Looking at the records below, please say how many lines contain the word "person", as a bare number.

— Provided data —
---*---

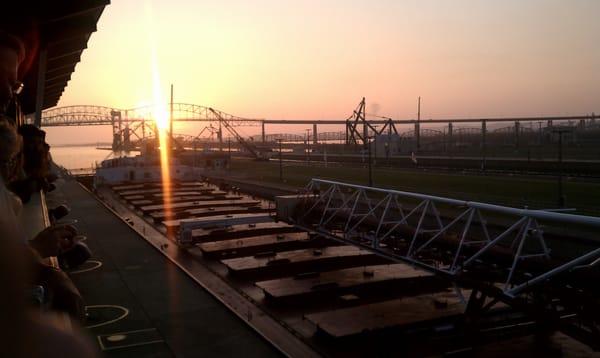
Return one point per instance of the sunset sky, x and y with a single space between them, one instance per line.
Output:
314 59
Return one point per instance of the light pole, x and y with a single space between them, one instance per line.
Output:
307 146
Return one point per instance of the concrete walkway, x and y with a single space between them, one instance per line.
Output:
165 313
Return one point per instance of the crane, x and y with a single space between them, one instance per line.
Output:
256 153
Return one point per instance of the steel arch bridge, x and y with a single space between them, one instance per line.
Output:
86 115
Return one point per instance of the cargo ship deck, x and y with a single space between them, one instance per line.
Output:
261 289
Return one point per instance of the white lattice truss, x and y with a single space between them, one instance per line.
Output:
352 206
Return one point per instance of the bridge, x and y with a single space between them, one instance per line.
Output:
359 126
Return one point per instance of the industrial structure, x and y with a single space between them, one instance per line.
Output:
432 135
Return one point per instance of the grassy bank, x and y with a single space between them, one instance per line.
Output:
506 190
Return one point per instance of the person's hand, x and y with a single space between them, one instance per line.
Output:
53 240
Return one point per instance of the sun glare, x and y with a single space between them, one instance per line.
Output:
161 119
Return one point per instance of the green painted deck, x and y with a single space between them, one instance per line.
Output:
165 305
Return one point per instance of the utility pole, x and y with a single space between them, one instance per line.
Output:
171 117
418 126
370 166
560 131
280 161
307 146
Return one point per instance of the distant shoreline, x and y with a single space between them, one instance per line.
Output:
97 144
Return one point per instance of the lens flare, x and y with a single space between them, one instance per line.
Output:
162 120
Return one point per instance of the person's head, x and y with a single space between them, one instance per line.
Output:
35 151
12 53
10 152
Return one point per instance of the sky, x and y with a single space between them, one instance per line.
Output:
315 59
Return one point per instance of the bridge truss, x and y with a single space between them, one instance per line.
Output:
504 254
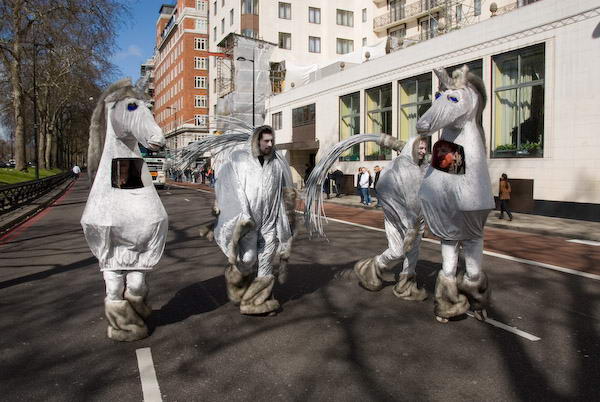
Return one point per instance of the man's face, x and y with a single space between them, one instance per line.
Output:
266 143
422 150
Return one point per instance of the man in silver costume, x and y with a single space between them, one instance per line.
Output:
255 204
398 191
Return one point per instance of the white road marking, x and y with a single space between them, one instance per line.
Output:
587 242
150 387
493 254
508 328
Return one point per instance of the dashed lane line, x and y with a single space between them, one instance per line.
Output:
150 388
508 328
586 242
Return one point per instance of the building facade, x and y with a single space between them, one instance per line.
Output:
538 62
181 77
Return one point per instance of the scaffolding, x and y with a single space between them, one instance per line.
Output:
243 79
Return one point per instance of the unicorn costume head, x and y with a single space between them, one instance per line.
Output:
124 221
456 194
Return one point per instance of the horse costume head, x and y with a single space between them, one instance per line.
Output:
460 98
130 121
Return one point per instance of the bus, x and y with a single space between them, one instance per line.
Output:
156 162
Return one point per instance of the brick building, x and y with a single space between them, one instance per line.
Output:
181 72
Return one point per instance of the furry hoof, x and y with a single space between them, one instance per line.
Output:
480 315
406 288
448 302
369 274
124 323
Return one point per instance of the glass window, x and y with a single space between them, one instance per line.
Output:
200 63
314 44
200 101
379 120
250 7
303 115
285 40
475 66
518 85
344 46
199 43
344 17
350 124
200 82
276 120
415 100
285 11
314 15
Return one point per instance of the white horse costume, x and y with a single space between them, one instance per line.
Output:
398 190
456 206
124 221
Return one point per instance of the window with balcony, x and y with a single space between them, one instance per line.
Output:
379 120
285 40
285 11
201 5
202 25
250 7
200 63
200 120
344 17
276 121
350 124
200 82
200 101
518 110
343 46
314 44
199 43
415 95
303 116
314 15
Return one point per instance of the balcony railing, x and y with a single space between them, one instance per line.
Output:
397 14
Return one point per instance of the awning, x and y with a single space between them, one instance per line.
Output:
298 146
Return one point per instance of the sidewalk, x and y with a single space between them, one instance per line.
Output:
569 228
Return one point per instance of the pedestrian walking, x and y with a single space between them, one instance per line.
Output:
504 195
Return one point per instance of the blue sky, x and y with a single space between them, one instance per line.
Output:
135 39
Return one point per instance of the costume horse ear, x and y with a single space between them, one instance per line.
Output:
444 79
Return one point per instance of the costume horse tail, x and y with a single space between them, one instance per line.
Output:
313 207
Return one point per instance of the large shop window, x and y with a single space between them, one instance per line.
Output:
379 120
518 114
475 67
350 124
415 100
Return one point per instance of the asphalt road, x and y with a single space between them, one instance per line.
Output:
333 340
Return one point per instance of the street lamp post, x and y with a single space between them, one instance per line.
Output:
241 58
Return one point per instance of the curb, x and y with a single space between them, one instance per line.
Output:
28 212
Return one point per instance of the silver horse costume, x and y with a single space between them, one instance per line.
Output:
125 225
398 190
456 206
255 216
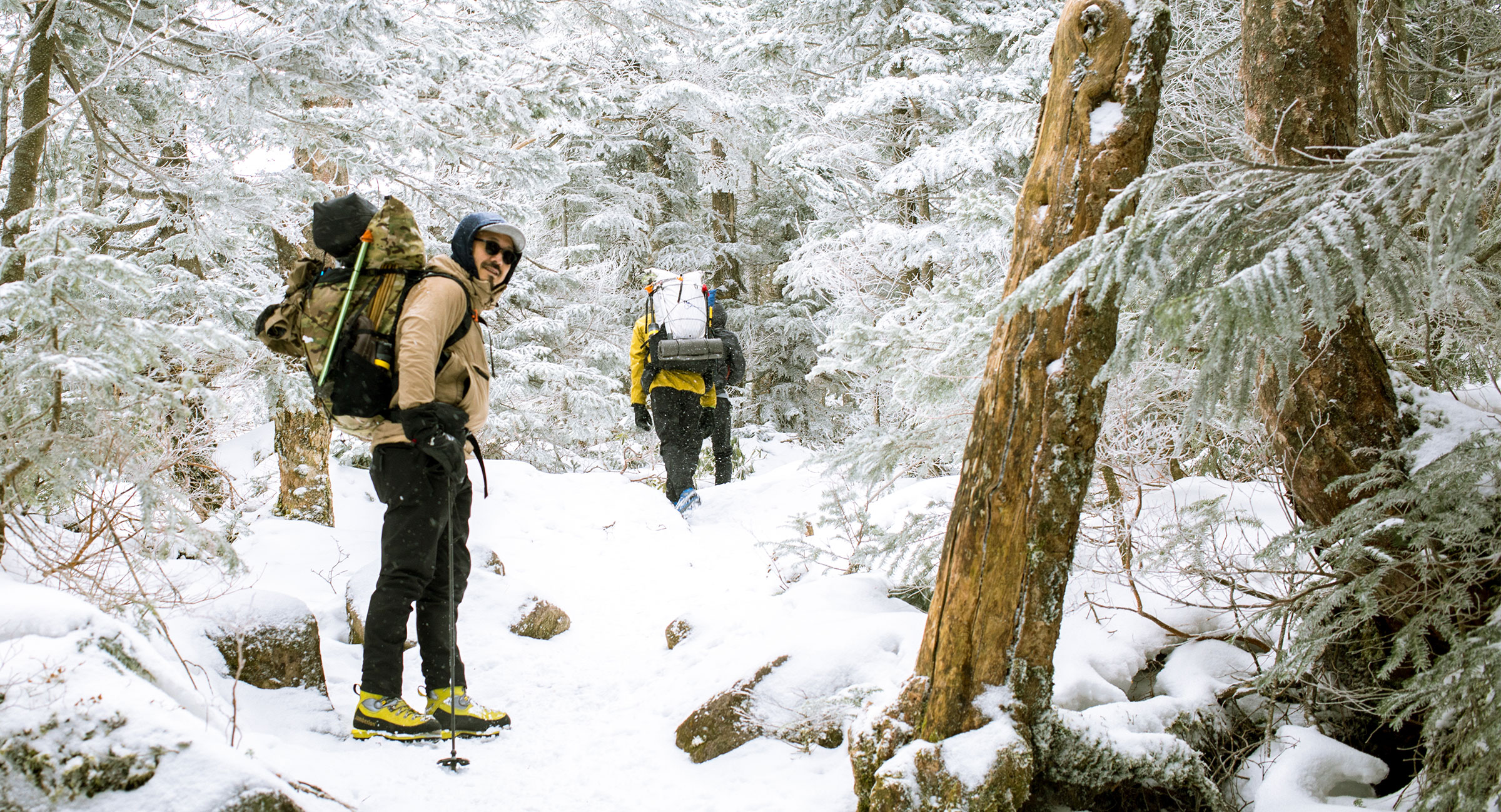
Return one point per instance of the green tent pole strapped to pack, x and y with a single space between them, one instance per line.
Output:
344 309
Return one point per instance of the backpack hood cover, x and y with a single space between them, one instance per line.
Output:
679 302
463 242
398 241
340 223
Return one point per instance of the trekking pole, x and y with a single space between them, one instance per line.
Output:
344 309
452 761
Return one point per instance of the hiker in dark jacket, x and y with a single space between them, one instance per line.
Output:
419 472
718 419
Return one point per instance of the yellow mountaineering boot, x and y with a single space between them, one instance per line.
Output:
469 718
392 718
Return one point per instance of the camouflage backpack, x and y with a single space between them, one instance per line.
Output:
362 305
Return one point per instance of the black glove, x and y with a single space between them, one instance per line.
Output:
439 431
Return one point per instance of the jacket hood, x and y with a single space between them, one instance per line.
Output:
462 246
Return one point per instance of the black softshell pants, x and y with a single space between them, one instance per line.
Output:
421 506
676 416
719 437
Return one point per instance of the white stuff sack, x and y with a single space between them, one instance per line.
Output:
677 301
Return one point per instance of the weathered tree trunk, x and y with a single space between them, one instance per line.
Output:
1389 54
1027 466
999 599
28 161
1340 412
304 431
302 446
722 221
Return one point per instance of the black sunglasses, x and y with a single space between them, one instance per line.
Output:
509 257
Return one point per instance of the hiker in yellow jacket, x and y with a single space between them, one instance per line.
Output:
677 403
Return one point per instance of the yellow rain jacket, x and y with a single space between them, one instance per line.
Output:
677 379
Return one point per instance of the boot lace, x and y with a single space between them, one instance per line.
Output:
402 710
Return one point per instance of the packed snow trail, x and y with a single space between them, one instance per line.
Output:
595 709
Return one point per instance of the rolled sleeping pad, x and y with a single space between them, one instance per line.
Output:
691 349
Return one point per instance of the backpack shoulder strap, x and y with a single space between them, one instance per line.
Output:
464 322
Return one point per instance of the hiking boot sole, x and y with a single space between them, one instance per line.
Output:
365 734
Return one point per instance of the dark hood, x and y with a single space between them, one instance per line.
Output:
463 242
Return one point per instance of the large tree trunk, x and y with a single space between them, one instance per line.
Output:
302 446
1340 410
28 161
1027 466
999 599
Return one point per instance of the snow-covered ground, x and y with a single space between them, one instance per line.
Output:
595 709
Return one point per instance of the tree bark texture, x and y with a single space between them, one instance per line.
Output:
1340 412
302 446
722 219
1027 464
28 159
1299 71
302 433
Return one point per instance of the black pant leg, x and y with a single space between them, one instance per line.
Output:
419 504
724 451
436 637
676 416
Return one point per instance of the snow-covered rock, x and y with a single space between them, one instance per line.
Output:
266 638
724 723
89 709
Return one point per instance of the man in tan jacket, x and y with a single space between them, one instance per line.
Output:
419 472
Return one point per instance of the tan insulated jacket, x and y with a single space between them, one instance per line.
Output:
432 314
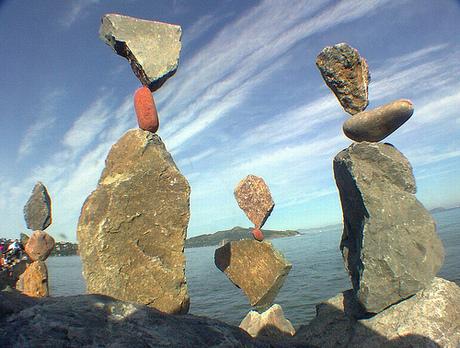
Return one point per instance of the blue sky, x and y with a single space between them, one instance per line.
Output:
247 98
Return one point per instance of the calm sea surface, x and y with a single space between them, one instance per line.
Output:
317 274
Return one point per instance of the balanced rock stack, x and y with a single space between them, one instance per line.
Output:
389 243
256 266
132 228
37 213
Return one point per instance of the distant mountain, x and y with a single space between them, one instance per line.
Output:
236 233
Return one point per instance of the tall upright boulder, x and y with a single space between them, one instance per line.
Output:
132 228
389 243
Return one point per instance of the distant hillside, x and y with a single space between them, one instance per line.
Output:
235 233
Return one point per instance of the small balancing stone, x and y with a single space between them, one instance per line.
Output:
146 111
375 125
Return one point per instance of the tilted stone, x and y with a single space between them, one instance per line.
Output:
152 48
389 242
132 228
39 246
375 125
37 211
255 267
346 73
254 198
271 323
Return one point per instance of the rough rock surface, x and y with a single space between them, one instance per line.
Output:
389 242
39 246
255 267
101 321
346 73
431 318
34 281
37 211
254 198
152 48
271 323
375 125
132 228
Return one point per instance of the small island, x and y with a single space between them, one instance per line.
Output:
236 233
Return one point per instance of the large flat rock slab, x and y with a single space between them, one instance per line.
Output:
132 228
255 267
389 242
152 48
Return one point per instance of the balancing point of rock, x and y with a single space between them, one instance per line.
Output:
37 211
146 111
255 267
39 246
375 125
346 73
152 48
132 228
254 198
389 242
271 323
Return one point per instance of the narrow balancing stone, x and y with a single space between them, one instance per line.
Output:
146 111
375 125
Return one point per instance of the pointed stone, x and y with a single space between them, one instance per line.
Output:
254 198
255 267
132 228
389 242
37 211
152 48
346 73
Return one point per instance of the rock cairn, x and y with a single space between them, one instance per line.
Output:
255 266
37 214
132 228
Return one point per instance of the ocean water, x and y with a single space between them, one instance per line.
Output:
317 274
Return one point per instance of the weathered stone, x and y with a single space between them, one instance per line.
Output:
346 73
39 246
255 267
132 228
34 280
37 211
375 125
254 198
271 323
431 318
152 48
389 242
146 111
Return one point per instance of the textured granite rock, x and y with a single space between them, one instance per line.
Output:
431 318
34 281
255 267
132 228
389 242
101 321
375 125
346 73
271 323
39 246
37 211
146 111
254 198
152 48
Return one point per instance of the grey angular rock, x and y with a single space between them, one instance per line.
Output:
346 73
375 125
431 318
389 242
132 228
152 48
255 267
271 323
37 211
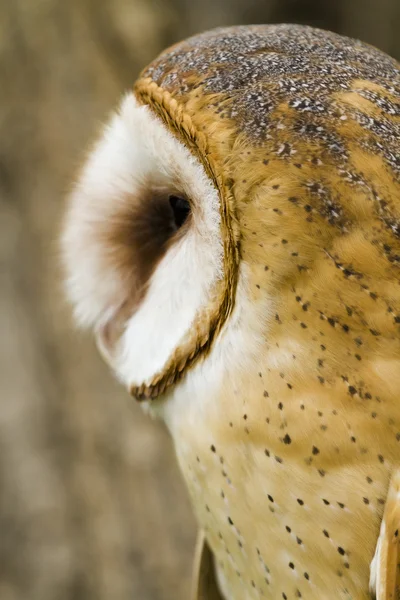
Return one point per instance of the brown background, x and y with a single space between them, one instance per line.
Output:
91 503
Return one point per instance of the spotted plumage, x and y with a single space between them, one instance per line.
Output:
282 391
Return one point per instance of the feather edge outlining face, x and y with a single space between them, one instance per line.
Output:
142 222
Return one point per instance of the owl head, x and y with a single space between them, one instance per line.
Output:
226 182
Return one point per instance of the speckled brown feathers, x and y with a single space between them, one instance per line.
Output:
290 464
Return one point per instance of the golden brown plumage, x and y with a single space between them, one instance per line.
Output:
289 447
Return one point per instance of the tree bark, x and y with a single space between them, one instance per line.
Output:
92 506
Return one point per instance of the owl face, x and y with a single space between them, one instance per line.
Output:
141 243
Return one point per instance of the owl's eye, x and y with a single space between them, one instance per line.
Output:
180 208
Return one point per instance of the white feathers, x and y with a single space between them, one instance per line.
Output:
137 152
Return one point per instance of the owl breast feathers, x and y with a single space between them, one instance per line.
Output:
234 240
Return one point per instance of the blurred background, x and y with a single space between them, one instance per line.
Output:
91 503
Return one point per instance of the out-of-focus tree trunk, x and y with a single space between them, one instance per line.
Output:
91 503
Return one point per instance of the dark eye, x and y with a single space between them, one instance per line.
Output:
180 208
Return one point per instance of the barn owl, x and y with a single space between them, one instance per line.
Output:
233 240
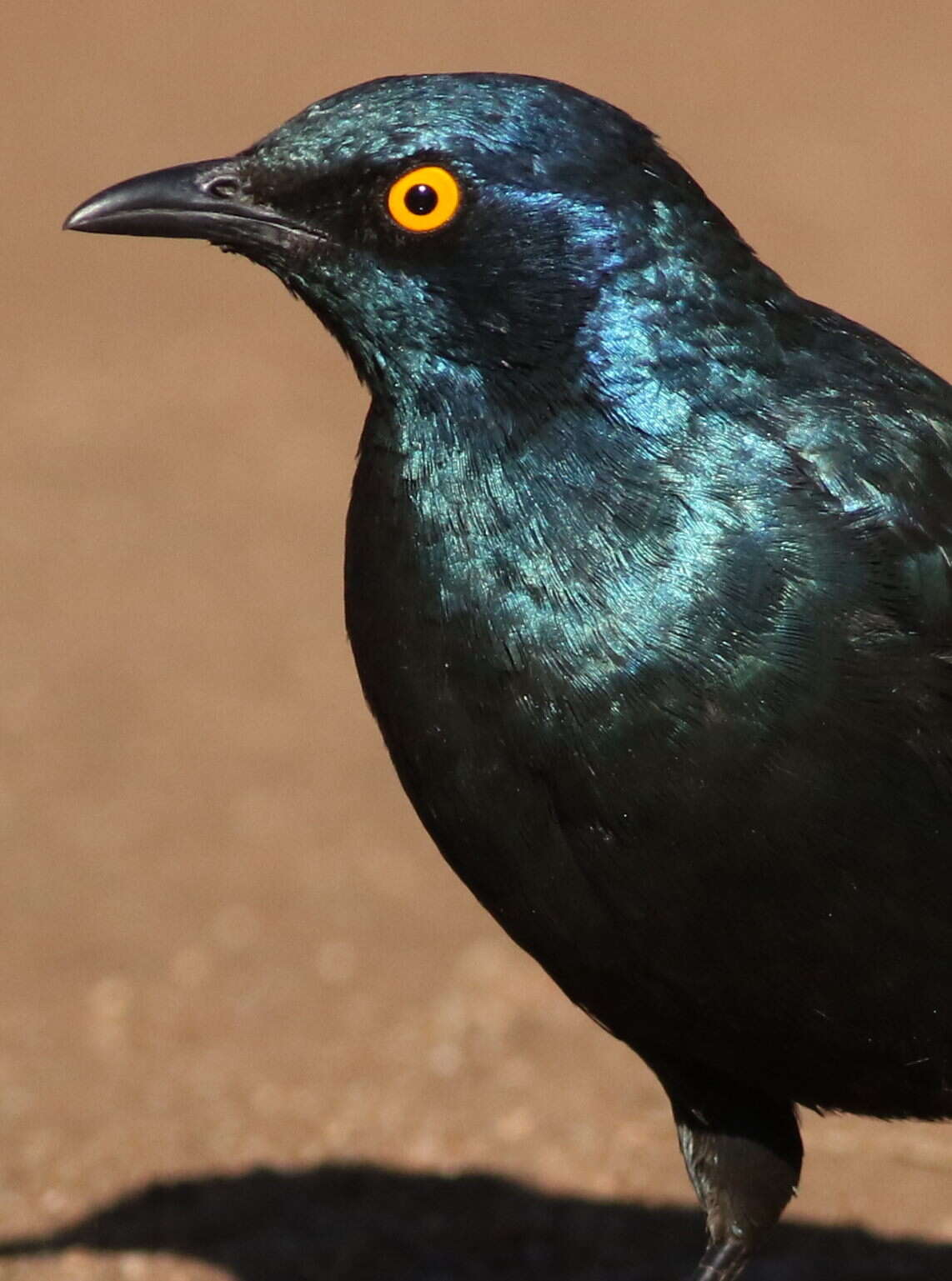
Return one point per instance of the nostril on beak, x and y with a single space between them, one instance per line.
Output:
223 188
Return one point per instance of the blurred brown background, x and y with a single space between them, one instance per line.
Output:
227 943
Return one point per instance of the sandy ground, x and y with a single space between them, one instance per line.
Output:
250 1025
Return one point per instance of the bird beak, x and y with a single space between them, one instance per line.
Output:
200 202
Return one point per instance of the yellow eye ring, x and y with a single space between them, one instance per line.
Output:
424 199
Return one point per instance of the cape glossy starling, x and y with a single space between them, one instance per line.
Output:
649 586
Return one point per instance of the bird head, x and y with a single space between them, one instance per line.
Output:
469 223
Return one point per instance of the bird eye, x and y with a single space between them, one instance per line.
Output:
424 199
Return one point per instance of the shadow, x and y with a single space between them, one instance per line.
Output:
364 1223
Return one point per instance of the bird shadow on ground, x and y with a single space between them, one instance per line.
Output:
341 1223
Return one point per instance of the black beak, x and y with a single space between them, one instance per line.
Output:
202 202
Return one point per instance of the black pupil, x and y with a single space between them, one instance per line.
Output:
420 199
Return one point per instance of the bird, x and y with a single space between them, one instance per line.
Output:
647 583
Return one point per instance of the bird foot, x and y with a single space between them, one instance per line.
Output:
722 1262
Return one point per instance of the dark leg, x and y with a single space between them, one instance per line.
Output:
744 1156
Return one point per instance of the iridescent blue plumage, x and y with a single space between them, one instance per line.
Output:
649 587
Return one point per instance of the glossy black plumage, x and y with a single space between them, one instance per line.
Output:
649 588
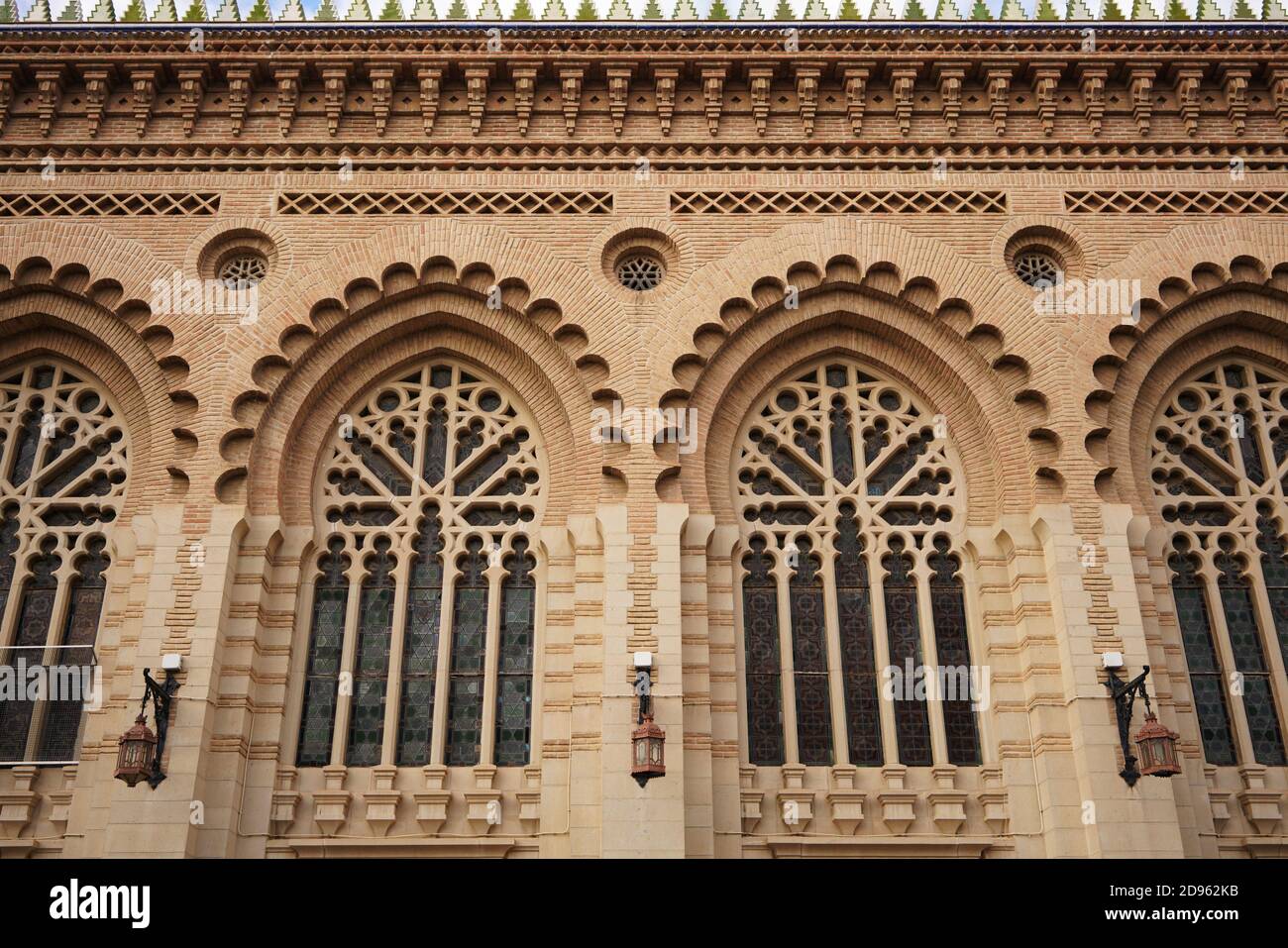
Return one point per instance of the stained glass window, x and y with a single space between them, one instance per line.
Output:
433 478
63 462
835 466
1219 449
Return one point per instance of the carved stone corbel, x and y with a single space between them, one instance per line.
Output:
806 93
949 80
997 82
192 89
760 80
1046 82
618 76
98 86
1235 78
477 78
712 93
382 78
571 78
524 77
855 80
335 86
50 93
430 78
143 81
1093 80
241 84
287 97
666 77
1188 78
1140 86
903 82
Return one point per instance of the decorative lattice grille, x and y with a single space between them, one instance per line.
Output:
1176 201
1220 467
432 481
838 202
434 202
108 205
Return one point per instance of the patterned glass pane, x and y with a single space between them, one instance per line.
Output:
858 659
322 675
469 635
514 685
420 646
809 660
760 635
1206 683
59 733
903 627
372 660
948 607
1245 644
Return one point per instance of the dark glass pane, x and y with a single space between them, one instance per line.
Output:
903 629
948 607
372 660
1206 683
35 610
322 675
59 733
858 659
760 639
469 639
1245 644
420 646
809 661
514 670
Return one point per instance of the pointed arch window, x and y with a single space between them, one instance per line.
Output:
1220 446
63 468
425 608
853 605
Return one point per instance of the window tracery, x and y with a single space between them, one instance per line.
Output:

---*---

— Output of the exercise —
2